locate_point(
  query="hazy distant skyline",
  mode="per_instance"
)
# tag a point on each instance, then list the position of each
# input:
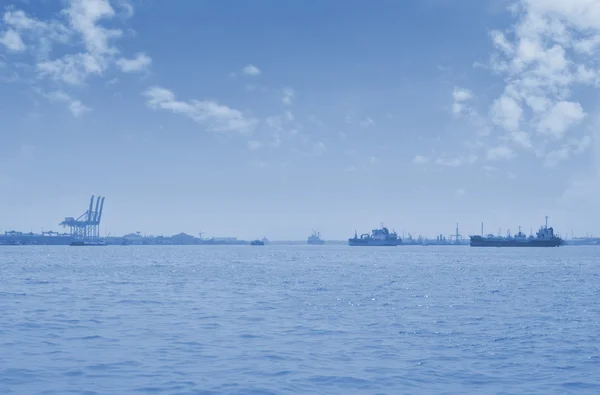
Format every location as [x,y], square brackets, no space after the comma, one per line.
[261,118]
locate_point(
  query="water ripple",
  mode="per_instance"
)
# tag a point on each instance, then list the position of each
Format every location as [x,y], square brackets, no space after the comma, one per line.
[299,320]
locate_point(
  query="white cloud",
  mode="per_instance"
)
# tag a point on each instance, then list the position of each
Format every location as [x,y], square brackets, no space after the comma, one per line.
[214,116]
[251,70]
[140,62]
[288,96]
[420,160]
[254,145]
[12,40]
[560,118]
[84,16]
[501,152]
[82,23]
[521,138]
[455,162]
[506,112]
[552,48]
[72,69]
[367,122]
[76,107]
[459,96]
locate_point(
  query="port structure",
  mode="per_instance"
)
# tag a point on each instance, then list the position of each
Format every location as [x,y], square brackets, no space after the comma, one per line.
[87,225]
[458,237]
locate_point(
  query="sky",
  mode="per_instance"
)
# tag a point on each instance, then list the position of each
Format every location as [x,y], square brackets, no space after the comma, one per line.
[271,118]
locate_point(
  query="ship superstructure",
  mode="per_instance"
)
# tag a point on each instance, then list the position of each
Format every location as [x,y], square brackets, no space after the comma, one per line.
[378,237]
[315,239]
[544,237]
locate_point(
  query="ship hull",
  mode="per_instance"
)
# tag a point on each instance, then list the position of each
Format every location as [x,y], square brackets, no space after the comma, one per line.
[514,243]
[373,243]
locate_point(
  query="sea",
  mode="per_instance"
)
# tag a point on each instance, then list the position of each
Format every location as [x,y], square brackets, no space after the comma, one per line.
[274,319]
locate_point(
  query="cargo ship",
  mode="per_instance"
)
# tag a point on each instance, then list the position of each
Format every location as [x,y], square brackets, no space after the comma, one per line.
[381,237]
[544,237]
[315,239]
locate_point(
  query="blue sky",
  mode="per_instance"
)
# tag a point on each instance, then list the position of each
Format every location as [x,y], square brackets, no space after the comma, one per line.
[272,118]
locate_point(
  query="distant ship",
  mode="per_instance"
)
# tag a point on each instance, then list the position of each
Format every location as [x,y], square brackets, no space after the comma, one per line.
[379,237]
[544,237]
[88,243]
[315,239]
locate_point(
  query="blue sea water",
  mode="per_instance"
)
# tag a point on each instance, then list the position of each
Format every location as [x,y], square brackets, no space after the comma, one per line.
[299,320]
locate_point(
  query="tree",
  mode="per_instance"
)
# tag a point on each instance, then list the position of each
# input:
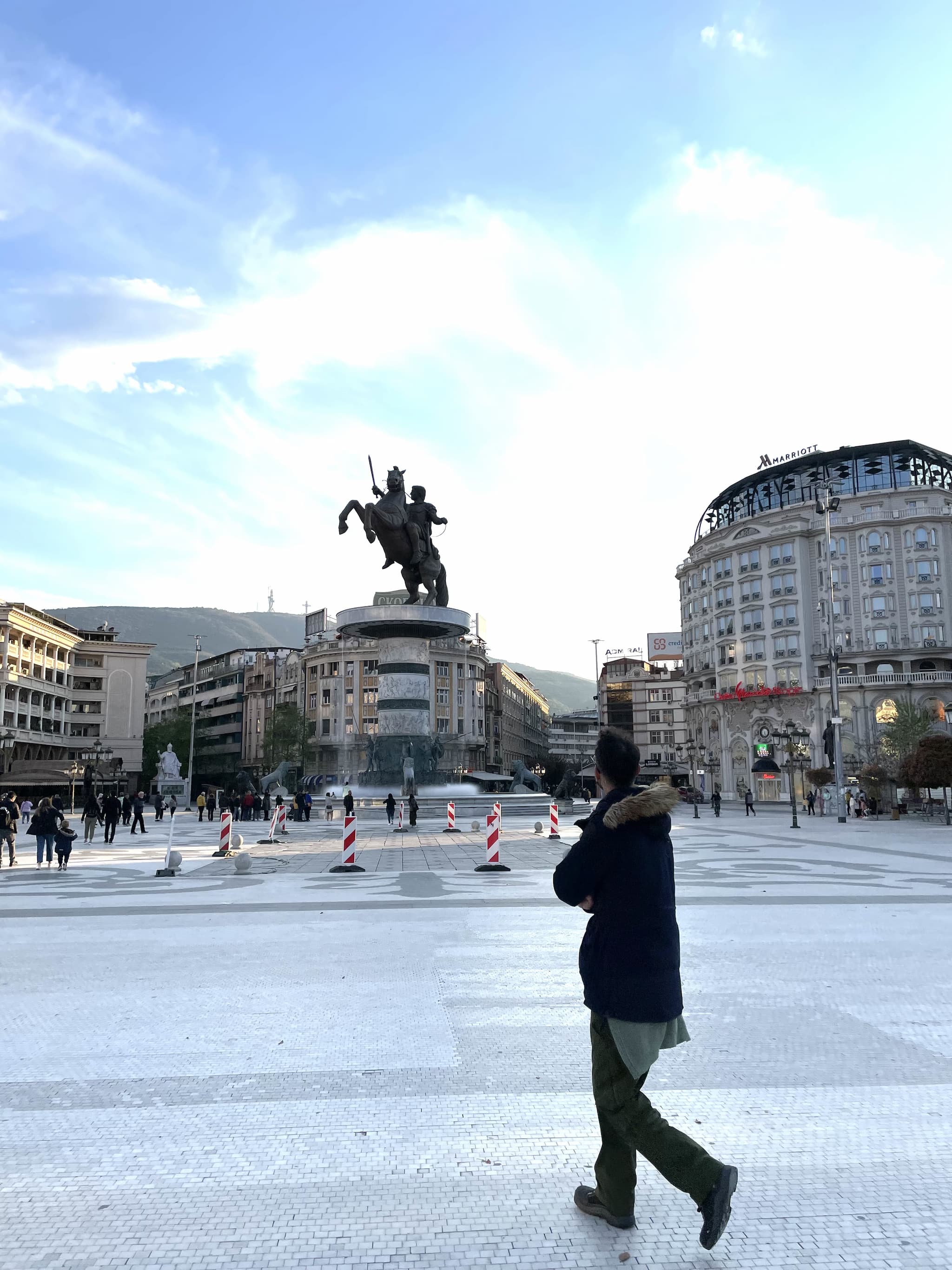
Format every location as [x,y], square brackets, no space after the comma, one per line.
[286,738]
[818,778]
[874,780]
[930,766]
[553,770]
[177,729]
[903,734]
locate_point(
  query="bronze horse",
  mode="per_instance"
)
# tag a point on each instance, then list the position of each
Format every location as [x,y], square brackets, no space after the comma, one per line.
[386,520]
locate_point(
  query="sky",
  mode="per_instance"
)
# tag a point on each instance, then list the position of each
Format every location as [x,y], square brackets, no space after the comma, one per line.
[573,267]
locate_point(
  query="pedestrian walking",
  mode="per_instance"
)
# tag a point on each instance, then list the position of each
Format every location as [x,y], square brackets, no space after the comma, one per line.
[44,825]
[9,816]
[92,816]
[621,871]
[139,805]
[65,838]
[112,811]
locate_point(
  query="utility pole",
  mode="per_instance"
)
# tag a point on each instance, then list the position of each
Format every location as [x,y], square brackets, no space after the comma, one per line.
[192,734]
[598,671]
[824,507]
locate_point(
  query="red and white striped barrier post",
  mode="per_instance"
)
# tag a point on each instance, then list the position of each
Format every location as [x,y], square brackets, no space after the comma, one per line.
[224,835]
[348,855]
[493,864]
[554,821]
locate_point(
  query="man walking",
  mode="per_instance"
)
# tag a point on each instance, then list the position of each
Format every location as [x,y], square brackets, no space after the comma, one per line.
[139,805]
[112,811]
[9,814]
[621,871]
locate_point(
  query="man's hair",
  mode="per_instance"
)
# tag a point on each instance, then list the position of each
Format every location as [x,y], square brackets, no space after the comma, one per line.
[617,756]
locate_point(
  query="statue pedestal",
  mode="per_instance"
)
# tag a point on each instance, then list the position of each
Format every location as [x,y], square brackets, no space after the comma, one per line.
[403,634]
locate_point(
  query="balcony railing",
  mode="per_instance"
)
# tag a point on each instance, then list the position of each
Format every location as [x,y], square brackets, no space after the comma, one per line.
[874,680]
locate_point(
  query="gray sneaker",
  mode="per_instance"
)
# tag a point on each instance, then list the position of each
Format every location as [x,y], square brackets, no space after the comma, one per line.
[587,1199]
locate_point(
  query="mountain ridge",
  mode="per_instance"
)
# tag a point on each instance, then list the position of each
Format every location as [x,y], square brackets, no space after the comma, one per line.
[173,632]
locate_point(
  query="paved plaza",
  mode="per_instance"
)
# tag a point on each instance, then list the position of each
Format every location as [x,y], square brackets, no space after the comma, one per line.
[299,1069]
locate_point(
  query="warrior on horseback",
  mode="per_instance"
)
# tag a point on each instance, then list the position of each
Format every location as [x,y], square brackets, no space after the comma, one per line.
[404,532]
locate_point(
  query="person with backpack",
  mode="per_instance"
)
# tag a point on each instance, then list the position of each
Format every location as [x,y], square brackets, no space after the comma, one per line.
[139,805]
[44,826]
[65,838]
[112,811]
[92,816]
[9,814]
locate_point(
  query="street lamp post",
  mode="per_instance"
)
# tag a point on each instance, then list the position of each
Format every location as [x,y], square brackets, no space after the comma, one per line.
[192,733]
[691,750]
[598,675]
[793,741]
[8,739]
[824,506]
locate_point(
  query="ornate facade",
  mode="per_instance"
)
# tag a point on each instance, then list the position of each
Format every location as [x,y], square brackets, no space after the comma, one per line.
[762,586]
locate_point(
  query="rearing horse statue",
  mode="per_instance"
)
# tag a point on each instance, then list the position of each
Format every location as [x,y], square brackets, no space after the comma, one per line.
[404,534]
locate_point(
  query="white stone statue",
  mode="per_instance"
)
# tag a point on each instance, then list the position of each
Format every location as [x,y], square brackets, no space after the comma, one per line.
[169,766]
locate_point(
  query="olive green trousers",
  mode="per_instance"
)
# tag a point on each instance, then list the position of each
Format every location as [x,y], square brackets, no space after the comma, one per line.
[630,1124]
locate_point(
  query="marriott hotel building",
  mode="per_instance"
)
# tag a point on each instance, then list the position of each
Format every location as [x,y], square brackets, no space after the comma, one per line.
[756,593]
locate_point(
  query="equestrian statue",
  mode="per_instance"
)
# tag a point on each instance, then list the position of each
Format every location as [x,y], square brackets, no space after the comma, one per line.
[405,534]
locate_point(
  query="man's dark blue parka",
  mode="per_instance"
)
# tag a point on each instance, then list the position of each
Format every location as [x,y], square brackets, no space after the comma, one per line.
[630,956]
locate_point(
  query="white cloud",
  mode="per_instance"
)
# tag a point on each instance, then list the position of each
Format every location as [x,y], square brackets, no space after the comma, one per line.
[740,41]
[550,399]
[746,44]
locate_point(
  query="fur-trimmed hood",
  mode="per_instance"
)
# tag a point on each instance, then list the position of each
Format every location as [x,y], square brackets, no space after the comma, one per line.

........

Keep every word of the data as it is when you write it out, but drop the pictures.

locate_point(
  query="hazy distant skyline",
  mode="per_instance"
)
# tag a point on each instance, then list the position of each
# input:
Format every location as [x,y], square brackets, no space after the comma, one per line.
[261,118]
locate_point(
  query="water ripple",
  mode="per_instance"
)
# tag a point on each instance, then list the position of each
Format every location as [x,y], square brackets, no space after the comma, one per line.
[299,320]
locate_point(
  query="white cloud",
  mode="per_instance"
)
# tag a point on each instance, then list the position of each
Format every location as [x,y], square brackets, no space after the comma, one per line.
[214,116]
[251,70]
[140,62]
[288,96]
[420,160]
[254,145]
[12,40]
[560,118]
[84,16]
[501,152]
[82,23]
[521,138]
[455,162]
[506,112]
[552,48]
[72,69]
[367,122]
[76,107]
[459,96]
locate_point(
  query="port structure",
  mode="per_instance"
)
# tag a point on each instance, then list the position of each
Format every location as [x,y], square brackets, no space after the comma, one per line.
[87,225]
[458,237]
locate_point(
  query="sky",
  mode="per_instance"
)
# tag a point on each instance, then list the position of each
Format every location as [x,y], square brackets, no space after the comma, one per line.
[271,118]
locate_point(
  query="ship superstructure",
  mode="per_instance"
)
# tag a point on each instance, then list the position of each
Format every location as [x,y], square brackets, no space after the comma, one per line.
[378,237]
[315,239]
[544,237]
locate_point(
  query="ship hull",
  mode="per_instance"
)
# tag a point on each instance, then list the position of each
Format every location as [x,y], square brackets, no space after the comma, one per line.
[514,243]
[373,243]
locate_point(
  query="sea",
  mode="per_instance"
)
# tag a point on each instance, then list the position of each
Format every location as [x,y], square brackets, no space after the comma, one per line.
[274,319]
locate_point(
  query="cargo ship",
  mode="per_instance"
)
# tag a point on each instance, then list the position of each
Format every location as [x,y], square brackets, no space after the comma, one per line.
[381,237]
[544,237]
[315,239]
locate_point(
  query="blue sky",
  mode="per_instance"
)
# tag a point on each instance, then list the position of each
Format every location as [x,y], square brackets, no space after the comma, one per line.
[272,118]
locate_point(
  query="distant ship",
  mode="per_instance"
)
# tag a point on each instance, then list the position of each
Format every location as [x,y], square brackets, no space after the comma, one per line.
[379,237]
[544,237]
[88,243]
[315,239]
locate_point(
  query="blue sea water",
  mode="per_instance"
)
# tag a point on each instance, then list the position of each
Format every location as [x,y], square brackets, no space after the comma, one per line.
[299,320]
locate_point(
  query="tree",
  mode="per_instance"
)
# tag a point on each instance, then list the position of each
# input:
Format every location as [x,y], square brackets, no space after the comma, one per line.
[286,738]
[818,778]
[874,780]
[930,766]
[553,770]
[177,729]
[903,734]
locate_point(
  query="bronze horse",
  mode="per_instance"
)
# tag a point on each instance, then list the position of each
Format every location as [x,y], square brackets, no space after the comma, one per line.
[386,520]
locate_point(
  query="sky",
  mode="per_instance"
)
# tag a point on each instance, then list the position of each
Format every location as [x,y], square brackets, no space after the comma, one per line.
[573,267]
locate_point(
  query="pedestrian walking",
  mode="per_instance"
)
# tag a point on each instance, then list the position of each
Format every location as [x,y], square brackets, no space after the comma, one per line.
[44,825]
[9,816]
[92,816]
[621,871]
[139,805]
[65,838]
[112,811]
locate_point(
  query="utility pole",
  mode="per_instance"
)
# tag a point on each instance, then list the position of each
Format every location as [x,y], square brackets, no space after the comma, one per line.
[192,734]
[598,671]
[824,507]
locate_point(
  query="red and white striped barrier post",
  mode="per_instance"
)
# tag a point on each instance, then list the position of each
Format every location as [x,y], square brackets, no space after the comma, one per line.
[224,835]
[348,855]
[493,864]
[554,821]
locate_point(
  query="man walking",
  mode="per_instance"
)
# tag a point on each instance, then list the position of each
Format every location as [x,y], square brackets, no space after the comma, one per line.
[139,805]
[112,811]
[9,814]
[621,871]
locate_point(
  query="man's hair",
  mode="per_instance"
)
# tag a point on each instance, then list the position of each
Format every location as [x,y], square brackets, no space after the comma, one per line.
[617,756]
locate_point(
  query="statue pedestal",
  mode="per_instance"
)
# tag a point on each instance, then list the position of each
Format every location as [x,y], square brackets, no space after the comma, one per line.
[403,634]
locate_point(
  query="balcony railing",
  mode="per_instance"
)
# tag a point on each instance, then list the position of each
Format every location as [x,y], square brackets, no space after the comma, one per line.
[874,680]
locate_point(
  query="gray sneaker",
  mode="per_instance"
)
# tag a point on each instance, then list the position of each
Format every location as [x,y], square brackets, no space after the comma, one per line.
[587,1199]
locate_point(
  query="mountain ridge",
  mode="per_instance"
)
# tag a point on each instance, then list the position of each
Format every location as [x,y], square brackets, no space after the comma, one per line.
[173,632]
locate_point(
  query="paved plaza",
  mode="per_instance"
)
# tag a point on each instance, then list the position of each
Format every location as [x,y], square brackets, no space after the comma, one per line.
[299,1069]
locate_point(
  query="warrior on horseback",
  mode="per_instance"
)
# tag a point on each instance, then list the position of each
Format every location as [x,y], square brackets, no space after the comma, one per line.
[404,532]
locate_point(
  query="person with backpack",
  mode="per_instance"
)
# tag a point on each instance, then list the position of each
Format every location as [x,y], square brackets, no space after the comma, one per line.
[139,805]
[44,826]
[65,838]
[112,811]
[92,816]
[9,814]
locate_point(
  query="street lamp post",
  mode="per_instance"
)
# tag a point on each instance, then list the position of each
Format every location as [x,y], square brackets, no space after the comma, one per line.
[192,733]
[691,750]
[598,675]
[793,741]
[8,739]
[824,506]
locate_point(
  query="ornate facade",
  mode="per_instance"
)
# tag a point on each instance, then list the position of each
Format every location as [x,y], square brackets, no space after the comma, one per line.
[762,586]
locate_point(
  query="rearing horse statue",
  mode="per_instance"
)
# tag a point on each instance, then list the position of each
Format every location as [x,y], square brackets, no space after the comma, one per line.
[404,534]
locate_point(
  query="white stone statue",
  mode="per_instance"
)
# tag a point on each instance, then list the position of each
Format every location as [x,y], square brackets, no space after the comma, one per line.
[169,766]
locate_point(
  query="olive green trousers",
  mode="per_instance"
)
# tag a point on each instance, then list the position of each
Format every location as [x,y], square brackets, no space after the comma, one per line.
[630,1124]
locate_point(
  query="marriott hotel building",
  mode="per_instance"
)
# tag a point on each instance, then list the position of each
Format every location as [x,y], square brackets, no space after the comma, one per line.
[756,593]
locate_point(
  query="equestrian statue",
  mode="per_instance"
)
# tag a point on each instance, then list the position of each
Format every location as [x,y], square brackets, no space after the comma, one per line.
[405,534]
locate_point(
  query="man's dark blue parka",
  mode="per_instance"
)
# tag a point on each instance, then list the position of each
Format every location as [x,y], square brackets, no space after the comma, one per line.
[630,956]
locate_point(
  query="white cloud",
  mode="per_instance"
)
# tag a point on each instance, then list the position of each
Format every location as [x,y], square brackets, no space after the comma, one per line.
[740,41]
[550,399]
[746,44]
locate_point(
  query="fur-trimmed hood",
  mode="per_instance"
)
# tag a point on each instance, then list the position of each
Format every location as [x,y], square brackets, no space after the comma, one per line.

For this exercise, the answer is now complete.